__TEXT__:
The six functions of money are set out in Table 15.1, but it will be useful, to clarify our thoughts on the nature of money, and to examine the functions in greater detail.
- Medium of exchange Controversy has taken place over which is the most significant function of money, and a good case can be made for the importance of all of them. The most logical attitude is to regard each function as dovetailing with the others to make money acceptable. When an exchange takes place, money acts as a circulating medium or a means of payment, but it is only possible for money to do this because it is a recognized unit of account and a store of value. There can be no doubt that the oldest function of money is to act as a medium of exchange and it can be argued that the other functions of money follow from this function. Many money substances have been used as a medium of payment, the only essential requirement being that the objects utilized as money must possess general acceptability. In the widest sense, all transactions are a form of barter, but with money acting as a medium, an exchange of goods and services is brought about by two transactions, and money features in each transaction; money is a broker or a go-between. In modern economic society, people sell their labor for a monetary wage to enable them to purchase the things that they consider will provide the most utility. By using money as an intermediary, trade and commerce are conducted more smoothly and speedily.
- Unit of account With the increased adoption of sophisticated methods of transferring money, e.g., by telegraphic transfer, some economists have contended that the unit of account is the most important monetary function because so many large payments are made without the necessity of using a material money substance. The monetary unit must act as the legal yardstick in terms of which the exchange value of goods and services is expressed and measured. Each community develops its monetary unit, e.g., a pound sterling, a dollar, a peseta, or a peso, by which the value of goods and services may be expressed as a price. As goods are scarce, prices are at the root of economic choice. The price is the number of monetary units for which the economic good or service can be exchanged. The price of any good is the ratio at which it will exchange for the monetary unit or for divisions or multiples of that unit. Thus if the price of a kilogram of grapes is 50p, the ratio of exchange is 50p = 1 kilogram, or 25p = a kilogram. As money is only an intermediary, the most important consideration is the ratio at which grapes can be exchanged for other commodities. The seller of grapes has an idea of what 50p is worth in terms of other economic goods and services. If he had no idea of relative prices, 50p would tell him nothing about the value of his grapes. As we saw in Topic 2.5, price is not the same thing as value.
- Store of value In the short run, if money does not act as a store of value, it will not be able to fulfill its other functions. This is a truism that was well illustrated in the German hyper-inflationary period of 1923 when people lost all conception of the value of the mark so that it could no longer act as a common denominator of value, i.c., a unit of account. Money was no longer accepted as a medium of exchange was found safer to accept scrap iron which at least retained some value. Some of the early commodities used as money did not prove satisfactory as a store of value because they were liable to deteriorate, e.g... Adam Smith's examples of cod, salt, sugar, and tobacco. In the twentieth century, people often save by storing such valuable things as silverware and works of art. because they think that money will decline in value. But in the short run, money has sufficient stability of value in most countries for it to serve as an adequate store of value. Some decline in the value of money, over a long period, is not of great significance and will not seriously retard economic progress. For many years, we have lived in conditions of inflation with prices rising while the value of money falls, but for day-to-day purposes, money serves satisfactorily as a store of value.

__SHORT TASK 1__: Could you write out the passage on the functions of money, starting with "The six functions" and going on through "in greater detail."?

__SOURCE RECORDS__:
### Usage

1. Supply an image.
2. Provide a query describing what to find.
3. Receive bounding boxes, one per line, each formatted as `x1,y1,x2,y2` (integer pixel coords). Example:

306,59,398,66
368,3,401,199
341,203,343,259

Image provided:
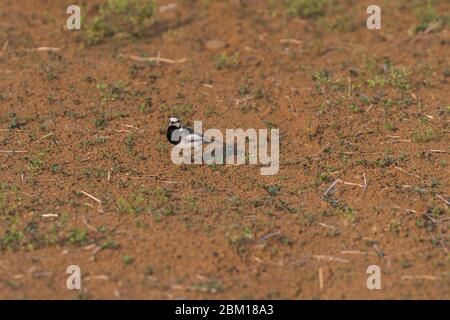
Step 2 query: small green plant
97,80,128,101
285,0,329,19
215,52,239,70
122,255,134,266
85,0,157,44
117,193,146,214
68,229,88,246
411,0,439,34
413,128,435,143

__SHORT TASK 2__: Which lines in the rows contain the string "query"? Copy each of them.

__FINAL RESULT 1__:
The six functions of money are set out in Table 15.1, but it will be useful, to clarify our thoughts on the nature of money, and to examine the functions in greater detail.

__FINAL RESULT 2__:
2. Provide a query describing what to find.
Step 2 query: small green plant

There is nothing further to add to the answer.